Exercise text =>
Race Proceeds To Benefit Augusta Levy
WHEELING – Proceeds from this year’s Ogden Newspapers Half Marathon Classic Run and Walk will help the Augusta Levy Learning Center carry out its mission of helping children with autism reach their fullest potential and grow up to lead productive lives.
Organizers of the 37th annual distance race, set for May 24-25 on the streets of Wheeling, have chosen to partner with the North Wheeling center, marking the fourth year the Ogden race has donated its proceeds to a local charitable cause that benefits the area’s youth. The race in previous years has donated its proceeds and given support to the Miracle Field of the Ohio Valley and the Howard Corcoran Scholarship Fund through the Super Six Committee.
“Over the past three years, the race has been able to support projects that benefit the youth of the Ohio Valley,” said Perry Nardo, general manager of The Intelligencer and Wheeling News-Register. “Autism has become a growing concern in our nation, and we believe the support the race can give will be a springboard for the future advancement of their program.”
Fifteen children ranging in age from 17 months to 6 years old receive therapy at the center, which was the first of its kind in West Virginia when it opened in 2005. When they enter the program, most children are non-verbal, unable to communicate their most basic wants and needs – but Augusta Levy Learning Center Executive Director Kathy Shapell said two-thirds of Augusta Levy graduates are now achieving success in regular classrooms.
“We’re extremely grateful for the opportunity for this partnership, and we look forward to participating in the Ogden race activities,” Shapell said.
Race Director R. “Scat” Scatterday has personal knowledge of the center’s impact. He has a family member that went from being a completely non-communicative child to an inquisitive, active learner after going through the program.
“Consistent with the philosophy of the Ogden Half Marathon Classic, it’s an honor and a privilege to partner with this organization that has proven results and improves quality of life on an individual basis,” said Scatterday.
Augusta Levy uses the applied behavior analysis approach, which takes relatively simple, measurable behaviors and breaks them down into small steps taught through one-on-one instruction and positive reinforcement. Students receive 35 hours of therapy per week, year-round.
Shapell said the most rewarding part of her job is when the sounds of unbridled celebration that always accompany a child’s major breakthrough reach her office.
One of those priceless moments happened just recently with a young boy whose struggle with autism is compounded by fragile health. In January, he and his teacher set a goal for him to be able to walk by Christmas.

Extracted records =>
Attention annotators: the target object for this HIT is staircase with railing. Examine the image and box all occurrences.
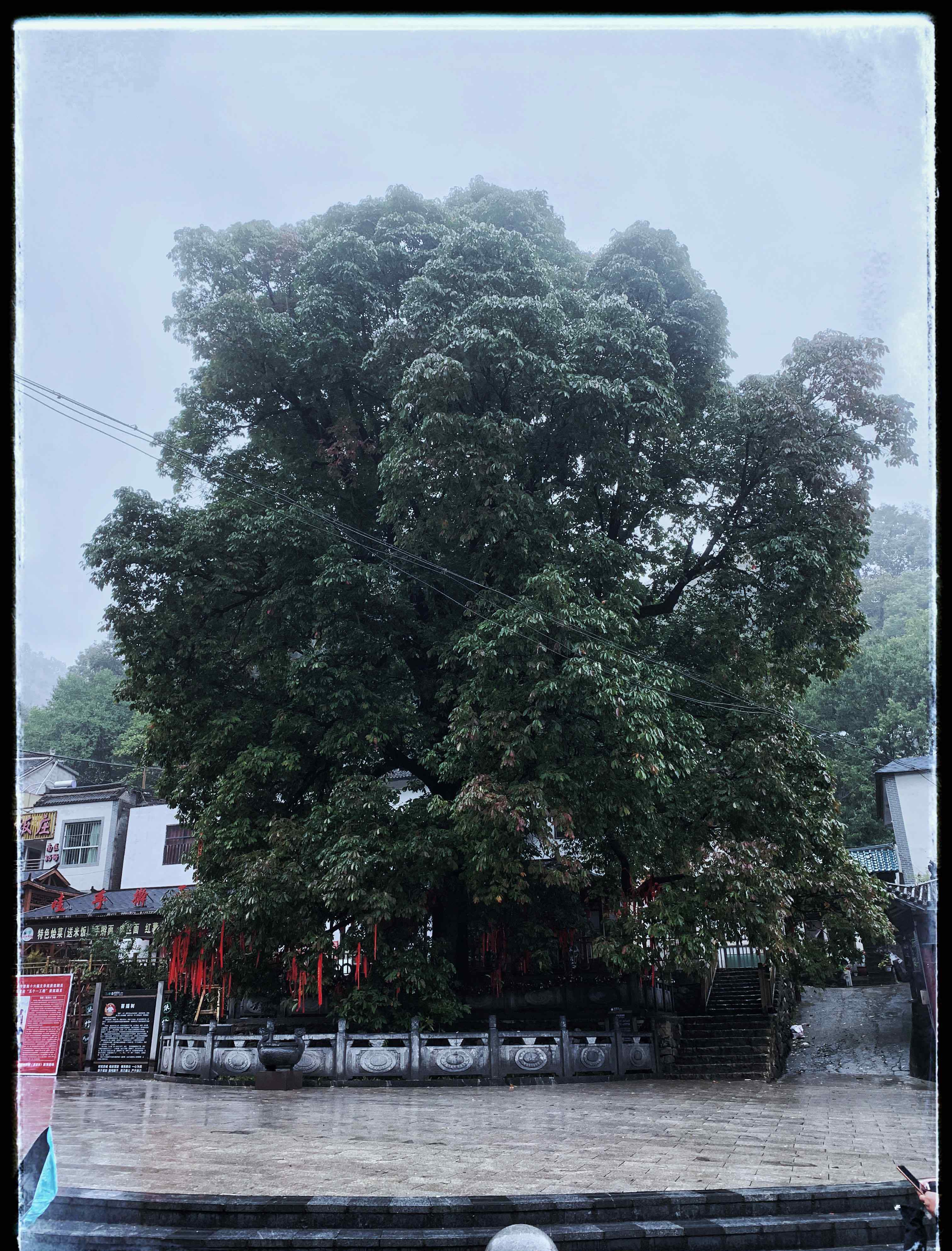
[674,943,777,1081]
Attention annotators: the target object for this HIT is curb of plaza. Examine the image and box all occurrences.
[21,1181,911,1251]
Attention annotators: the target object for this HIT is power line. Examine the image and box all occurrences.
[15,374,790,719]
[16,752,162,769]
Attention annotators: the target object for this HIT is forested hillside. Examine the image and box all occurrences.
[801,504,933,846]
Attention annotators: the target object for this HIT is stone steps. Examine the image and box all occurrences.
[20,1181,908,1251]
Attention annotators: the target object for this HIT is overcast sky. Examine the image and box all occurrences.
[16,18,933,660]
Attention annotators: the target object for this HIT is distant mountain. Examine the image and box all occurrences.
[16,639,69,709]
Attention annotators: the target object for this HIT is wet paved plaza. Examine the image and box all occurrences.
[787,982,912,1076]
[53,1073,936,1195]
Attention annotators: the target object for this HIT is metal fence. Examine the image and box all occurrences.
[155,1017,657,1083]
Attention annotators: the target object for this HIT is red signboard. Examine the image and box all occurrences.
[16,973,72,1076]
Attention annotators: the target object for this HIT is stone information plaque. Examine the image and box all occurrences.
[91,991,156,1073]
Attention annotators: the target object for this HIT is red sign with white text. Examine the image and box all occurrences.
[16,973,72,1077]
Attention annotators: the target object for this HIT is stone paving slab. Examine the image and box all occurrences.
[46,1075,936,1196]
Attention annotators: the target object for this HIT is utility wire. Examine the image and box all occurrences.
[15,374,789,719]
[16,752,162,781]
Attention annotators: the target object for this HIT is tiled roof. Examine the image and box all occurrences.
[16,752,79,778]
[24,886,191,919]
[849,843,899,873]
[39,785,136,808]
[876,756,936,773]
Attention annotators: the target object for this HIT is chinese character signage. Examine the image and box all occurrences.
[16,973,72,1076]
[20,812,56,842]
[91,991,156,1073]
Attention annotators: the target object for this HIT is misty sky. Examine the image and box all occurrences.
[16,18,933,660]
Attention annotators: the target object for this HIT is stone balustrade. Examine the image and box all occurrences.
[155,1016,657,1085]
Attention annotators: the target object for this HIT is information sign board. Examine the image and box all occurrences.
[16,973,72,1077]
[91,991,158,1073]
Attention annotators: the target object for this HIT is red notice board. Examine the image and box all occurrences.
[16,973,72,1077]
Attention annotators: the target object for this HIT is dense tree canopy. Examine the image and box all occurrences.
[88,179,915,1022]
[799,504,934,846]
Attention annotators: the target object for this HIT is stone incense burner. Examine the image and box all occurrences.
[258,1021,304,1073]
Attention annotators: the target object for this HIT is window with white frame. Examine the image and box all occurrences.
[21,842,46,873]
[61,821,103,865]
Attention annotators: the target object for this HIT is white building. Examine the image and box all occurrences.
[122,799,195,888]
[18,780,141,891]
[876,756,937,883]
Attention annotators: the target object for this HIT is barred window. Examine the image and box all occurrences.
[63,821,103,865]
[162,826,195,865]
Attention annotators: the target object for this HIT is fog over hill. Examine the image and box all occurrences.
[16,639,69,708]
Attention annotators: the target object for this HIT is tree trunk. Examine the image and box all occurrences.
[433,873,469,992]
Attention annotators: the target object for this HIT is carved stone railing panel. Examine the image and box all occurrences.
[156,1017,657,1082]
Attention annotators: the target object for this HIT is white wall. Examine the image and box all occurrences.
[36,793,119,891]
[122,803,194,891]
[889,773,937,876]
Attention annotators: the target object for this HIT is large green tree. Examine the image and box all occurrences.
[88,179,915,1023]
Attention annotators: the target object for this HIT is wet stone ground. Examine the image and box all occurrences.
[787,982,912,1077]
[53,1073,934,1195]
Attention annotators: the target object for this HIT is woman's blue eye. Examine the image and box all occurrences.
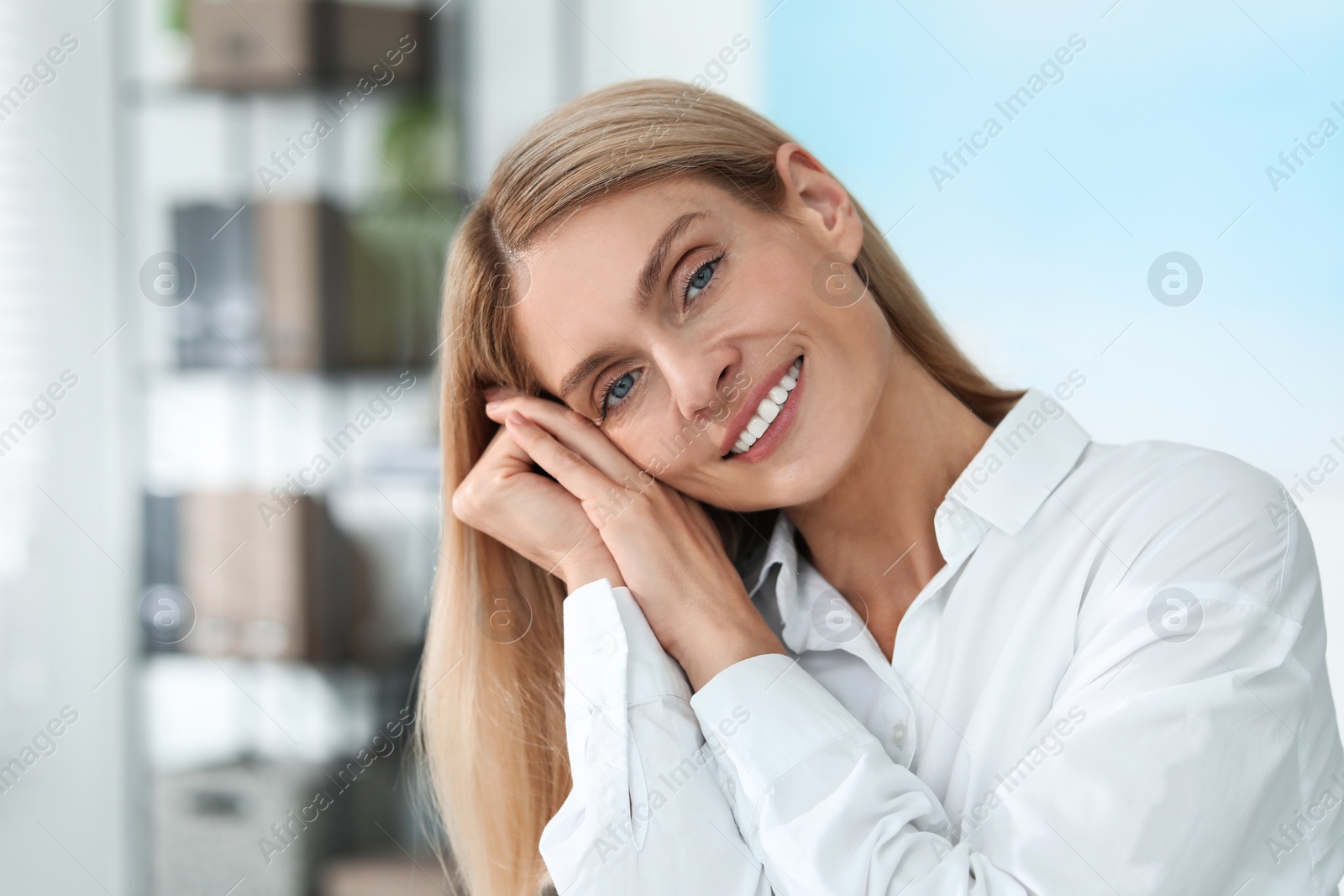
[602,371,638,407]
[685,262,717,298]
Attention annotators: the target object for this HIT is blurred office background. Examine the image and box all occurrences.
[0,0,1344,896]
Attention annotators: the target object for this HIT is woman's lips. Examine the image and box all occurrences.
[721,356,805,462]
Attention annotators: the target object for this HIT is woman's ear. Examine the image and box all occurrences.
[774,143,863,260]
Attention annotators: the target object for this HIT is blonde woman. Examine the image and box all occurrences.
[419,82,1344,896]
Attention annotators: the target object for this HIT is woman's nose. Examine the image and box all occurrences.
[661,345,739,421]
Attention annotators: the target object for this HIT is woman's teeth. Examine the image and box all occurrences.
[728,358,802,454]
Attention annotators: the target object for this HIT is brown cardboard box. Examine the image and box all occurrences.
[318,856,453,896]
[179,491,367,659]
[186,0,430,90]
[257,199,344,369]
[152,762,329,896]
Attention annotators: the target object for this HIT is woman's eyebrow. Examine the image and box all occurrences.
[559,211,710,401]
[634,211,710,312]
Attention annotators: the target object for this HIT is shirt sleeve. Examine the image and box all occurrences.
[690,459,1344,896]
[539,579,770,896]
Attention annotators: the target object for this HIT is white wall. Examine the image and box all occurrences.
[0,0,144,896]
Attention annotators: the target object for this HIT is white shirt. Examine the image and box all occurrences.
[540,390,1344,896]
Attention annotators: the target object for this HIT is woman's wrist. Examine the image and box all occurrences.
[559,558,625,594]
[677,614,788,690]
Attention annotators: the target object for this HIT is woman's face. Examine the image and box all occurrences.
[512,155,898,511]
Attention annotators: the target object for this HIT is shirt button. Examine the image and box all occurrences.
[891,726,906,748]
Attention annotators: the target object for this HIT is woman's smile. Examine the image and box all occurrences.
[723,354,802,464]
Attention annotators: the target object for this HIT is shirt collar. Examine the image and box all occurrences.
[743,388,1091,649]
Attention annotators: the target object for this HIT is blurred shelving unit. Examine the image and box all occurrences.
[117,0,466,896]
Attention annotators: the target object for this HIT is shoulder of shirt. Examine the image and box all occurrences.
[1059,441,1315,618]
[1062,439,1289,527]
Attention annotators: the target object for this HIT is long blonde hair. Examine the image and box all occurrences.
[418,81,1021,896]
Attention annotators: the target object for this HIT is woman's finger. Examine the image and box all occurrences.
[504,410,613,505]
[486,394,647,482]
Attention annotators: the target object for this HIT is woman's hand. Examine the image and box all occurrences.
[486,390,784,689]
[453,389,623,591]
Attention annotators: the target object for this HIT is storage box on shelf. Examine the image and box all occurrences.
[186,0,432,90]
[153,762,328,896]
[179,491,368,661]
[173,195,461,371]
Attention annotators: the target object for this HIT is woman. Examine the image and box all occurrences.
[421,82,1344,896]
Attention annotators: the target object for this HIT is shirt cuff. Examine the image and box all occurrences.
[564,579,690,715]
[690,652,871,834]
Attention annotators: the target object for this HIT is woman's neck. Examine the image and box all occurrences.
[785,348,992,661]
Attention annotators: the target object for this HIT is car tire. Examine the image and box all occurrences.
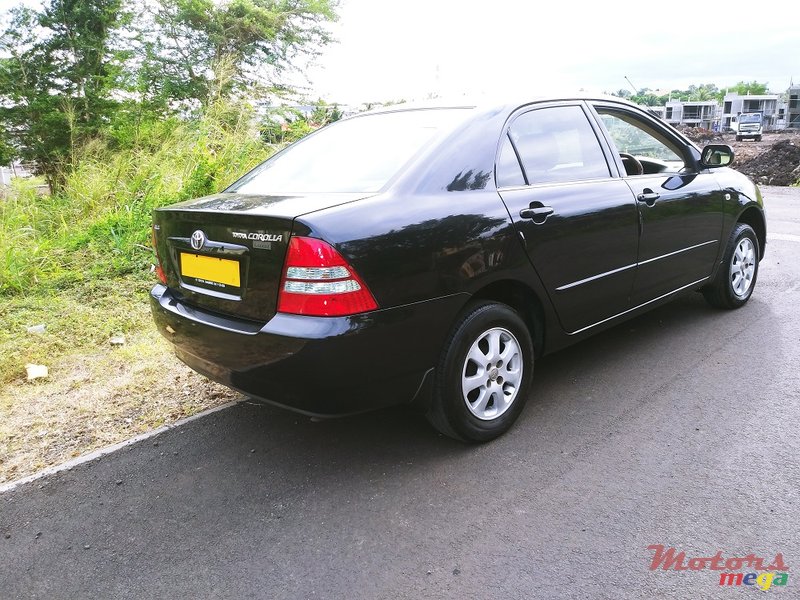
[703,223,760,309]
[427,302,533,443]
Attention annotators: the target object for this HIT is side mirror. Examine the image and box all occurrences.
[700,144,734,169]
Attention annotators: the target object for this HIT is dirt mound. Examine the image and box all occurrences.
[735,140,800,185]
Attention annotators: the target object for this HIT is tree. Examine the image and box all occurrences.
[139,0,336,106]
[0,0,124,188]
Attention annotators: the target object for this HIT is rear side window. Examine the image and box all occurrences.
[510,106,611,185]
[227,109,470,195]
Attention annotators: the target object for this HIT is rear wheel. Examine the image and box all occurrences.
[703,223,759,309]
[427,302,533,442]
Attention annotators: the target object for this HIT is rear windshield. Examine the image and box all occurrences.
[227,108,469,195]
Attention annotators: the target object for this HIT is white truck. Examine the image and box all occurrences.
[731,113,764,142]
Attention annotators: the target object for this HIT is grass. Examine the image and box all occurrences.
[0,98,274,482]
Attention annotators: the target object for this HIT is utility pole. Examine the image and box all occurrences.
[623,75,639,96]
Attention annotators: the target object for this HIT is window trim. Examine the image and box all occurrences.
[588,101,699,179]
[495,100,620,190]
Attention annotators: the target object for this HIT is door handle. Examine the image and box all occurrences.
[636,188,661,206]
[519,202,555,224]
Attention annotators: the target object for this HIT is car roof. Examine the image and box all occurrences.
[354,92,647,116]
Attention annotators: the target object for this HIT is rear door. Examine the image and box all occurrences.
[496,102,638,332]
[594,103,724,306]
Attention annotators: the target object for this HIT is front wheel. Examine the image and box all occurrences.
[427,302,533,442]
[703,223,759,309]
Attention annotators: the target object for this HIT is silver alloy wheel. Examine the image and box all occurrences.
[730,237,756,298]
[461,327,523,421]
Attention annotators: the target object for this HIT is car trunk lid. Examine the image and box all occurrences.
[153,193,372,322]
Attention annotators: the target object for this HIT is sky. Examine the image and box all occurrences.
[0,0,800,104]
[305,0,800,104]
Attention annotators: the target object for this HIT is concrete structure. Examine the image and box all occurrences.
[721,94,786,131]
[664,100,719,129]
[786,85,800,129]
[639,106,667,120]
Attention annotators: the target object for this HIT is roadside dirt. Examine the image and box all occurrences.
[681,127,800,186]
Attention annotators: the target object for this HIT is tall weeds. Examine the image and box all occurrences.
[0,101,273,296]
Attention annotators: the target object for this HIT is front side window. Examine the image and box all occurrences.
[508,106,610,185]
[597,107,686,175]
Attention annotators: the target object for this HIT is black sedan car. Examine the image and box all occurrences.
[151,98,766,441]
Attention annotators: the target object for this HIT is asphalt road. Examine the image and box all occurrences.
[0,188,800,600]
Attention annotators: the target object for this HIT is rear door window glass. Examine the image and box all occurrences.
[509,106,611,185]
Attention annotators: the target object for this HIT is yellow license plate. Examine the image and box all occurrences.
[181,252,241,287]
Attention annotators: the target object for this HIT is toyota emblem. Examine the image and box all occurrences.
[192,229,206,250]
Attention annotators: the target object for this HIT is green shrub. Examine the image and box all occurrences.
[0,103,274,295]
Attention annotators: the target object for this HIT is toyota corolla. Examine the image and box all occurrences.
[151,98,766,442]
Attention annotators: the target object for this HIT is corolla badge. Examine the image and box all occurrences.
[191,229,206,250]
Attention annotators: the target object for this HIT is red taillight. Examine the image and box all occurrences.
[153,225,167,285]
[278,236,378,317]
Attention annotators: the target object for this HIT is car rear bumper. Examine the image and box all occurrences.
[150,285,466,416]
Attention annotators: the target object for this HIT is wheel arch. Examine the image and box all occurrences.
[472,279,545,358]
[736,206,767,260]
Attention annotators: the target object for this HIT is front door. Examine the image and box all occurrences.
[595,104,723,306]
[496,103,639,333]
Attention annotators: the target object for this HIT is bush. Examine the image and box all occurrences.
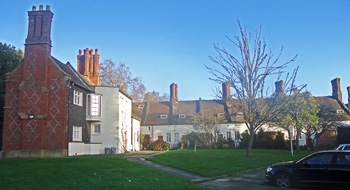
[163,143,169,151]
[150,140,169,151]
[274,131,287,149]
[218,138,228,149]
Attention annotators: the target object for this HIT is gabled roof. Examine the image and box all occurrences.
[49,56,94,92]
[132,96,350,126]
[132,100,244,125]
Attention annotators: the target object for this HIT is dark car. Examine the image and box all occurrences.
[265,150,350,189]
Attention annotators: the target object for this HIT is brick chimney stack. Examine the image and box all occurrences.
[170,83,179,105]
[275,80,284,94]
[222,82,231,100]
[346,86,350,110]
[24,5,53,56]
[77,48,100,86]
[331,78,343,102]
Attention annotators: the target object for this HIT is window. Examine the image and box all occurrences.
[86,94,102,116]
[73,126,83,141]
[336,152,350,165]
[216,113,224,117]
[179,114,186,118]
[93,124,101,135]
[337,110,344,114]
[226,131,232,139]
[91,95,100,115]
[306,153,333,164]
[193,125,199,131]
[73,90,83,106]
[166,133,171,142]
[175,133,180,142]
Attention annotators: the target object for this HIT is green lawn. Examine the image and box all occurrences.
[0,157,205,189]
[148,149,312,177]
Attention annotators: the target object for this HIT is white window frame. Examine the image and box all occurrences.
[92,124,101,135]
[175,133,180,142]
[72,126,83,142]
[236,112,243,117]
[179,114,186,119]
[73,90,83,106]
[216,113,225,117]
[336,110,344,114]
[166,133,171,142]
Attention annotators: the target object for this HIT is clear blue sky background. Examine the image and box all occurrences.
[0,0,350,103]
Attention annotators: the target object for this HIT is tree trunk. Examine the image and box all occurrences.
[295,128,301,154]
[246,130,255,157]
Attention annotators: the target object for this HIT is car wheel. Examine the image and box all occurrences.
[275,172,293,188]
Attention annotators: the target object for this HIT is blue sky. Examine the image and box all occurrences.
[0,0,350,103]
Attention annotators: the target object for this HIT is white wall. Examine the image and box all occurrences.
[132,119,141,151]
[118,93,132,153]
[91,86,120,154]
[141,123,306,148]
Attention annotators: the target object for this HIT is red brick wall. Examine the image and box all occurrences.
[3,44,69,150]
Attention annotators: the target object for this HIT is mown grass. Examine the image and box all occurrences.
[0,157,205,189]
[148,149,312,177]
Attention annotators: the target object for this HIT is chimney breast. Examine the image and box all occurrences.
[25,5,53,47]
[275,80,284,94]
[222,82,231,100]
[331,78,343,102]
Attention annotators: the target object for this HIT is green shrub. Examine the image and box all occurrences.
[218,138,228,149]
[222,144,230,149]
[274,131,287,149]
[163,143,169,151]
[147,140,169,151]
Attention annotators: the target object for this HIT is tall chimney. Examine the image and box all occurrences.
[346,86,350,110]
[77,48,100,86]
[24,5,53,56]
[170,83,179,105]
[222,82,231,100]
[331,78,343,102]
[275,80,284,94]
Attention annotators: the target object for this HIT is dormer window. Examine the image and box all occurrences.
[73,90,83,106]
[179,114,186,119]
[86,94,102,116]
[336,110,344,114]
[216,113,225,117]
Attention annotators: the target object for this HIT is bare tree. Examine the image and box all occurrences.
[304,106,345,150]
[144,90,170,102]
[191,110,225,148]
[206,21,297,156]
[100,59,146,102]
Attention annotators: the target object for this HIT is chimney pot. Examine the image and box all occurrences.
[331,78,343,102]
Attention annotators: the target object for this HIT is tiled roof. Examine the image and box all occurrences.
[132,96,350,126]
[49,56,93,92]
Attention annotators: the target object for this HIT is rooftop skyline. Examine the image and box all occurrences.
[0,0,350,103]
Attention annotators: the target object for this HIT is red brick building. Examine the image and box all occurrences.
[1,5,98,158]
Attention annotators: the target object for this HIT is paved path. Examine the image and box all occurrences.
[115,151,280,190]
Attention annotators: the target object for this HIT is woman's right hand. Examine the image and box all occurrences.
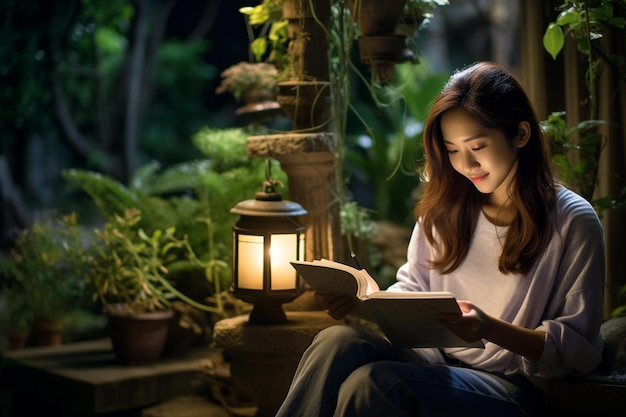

Apply what you read =>
- a) Decide whether each statement below agrees with the article on the race proceeds. Answer yes or no for each, quoting the words from the article that settle it.
(i) The Augusta Levy Learning Center was the first of its kind in West Virginia when it opened in 2005.
(ii) Students at the center receive 35 hours of therapy per week only during the school year.
(iii) This is the third year the Ogden race has donated its proceeds to a local charitable cause.
- b) Carry the article on the race proceeds forward from its final sentence, writing what comes next.

Answers by item number =>
- a)
(i) Yes: "which was the first of its kind in West Virginia when it opened in 2005"
(ii) No: "Students receive 35 hours of therapy per week, year-round."
(iii) No: "marking the fourth year the Ogden race has donated its proceeds to a local charitable cause that benefits the area’s youth"

- b)
“Right before Thanksgiving, he took his first independent step. His parents were told he would never walk,” Shapell said. “Someone gave up on this child at 3 or 4 years old. … It’s very powerful. That’s what motivates me to do what I do.”
The center receives minimal financial support from the government. About one-third of its budget comes from private tuition and insurance payments, and most of the rest comes from private donors and foundations and through internal fundraising efforts.
There is a long waiting list for admission to the center. That’s difficult for Shapell to accept because the earlier an autistic child begins receiving intensive, one-on-one therapy, the better his or her chance is for a positive outcome – and it’s a constant challenge, she said, to generate enough funds to continue working with those children they have been able to admit.
“You can’t start them and then say, ‘Oh, I’m sorry, we can’t continue with you,'” Shapell said.
A week of therapy for one child costs $750, or about $3,000 per month and $36,000 per year, but that’s much less than the $50,000 to $100,000 per year Shapell said it costs to enroll a child in similar programs elsewhere. Shapell does not receive a salary, and center staffers often make their own teaching materials, which not only helps hold costs downs but also allows teachers to individualize lessons.
Awareness of autism and its impact – 1 in 88 children is autistic, it is now estimated – has increased in recent years. But fewer than 2 percent of the more than 3,000 autistic children in West Virginia receive the type of intensive therapy Augusta Levy provides, according to Shapell.
“I think people are under the misconception that it’s taken care of … and that couldn’t be further from the truth,” she said of autism.
In addition to the human cost, the consequences of not treating early include a heavy financial burden throughout life, often borne by taxpayers. Shapell said an autistic individual who does not receive early intervention will require an average of $3.2 million in lifetime care, or about three times the cost for those who begin receiving therapy in early childhood.